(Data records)
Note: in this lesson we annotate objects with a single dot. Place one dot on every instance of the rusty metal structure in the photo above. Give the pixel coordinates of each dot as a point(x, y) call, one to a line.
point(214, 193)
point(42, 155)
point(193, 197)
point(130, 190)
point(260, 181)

__What you will do__. Each line shown above must be repeated exactly.

__Expected output__.
Note: in this lesson we annotate objects with a single dot. Place one dot on every instance of the rusty metal structure in the photo above. Give the pixel coordinates of each dot as a point(x, y) call, one to a line.
point(214, 193)
point(42, 155)
point(193, 197)
point(130, 190)
point(260, 181)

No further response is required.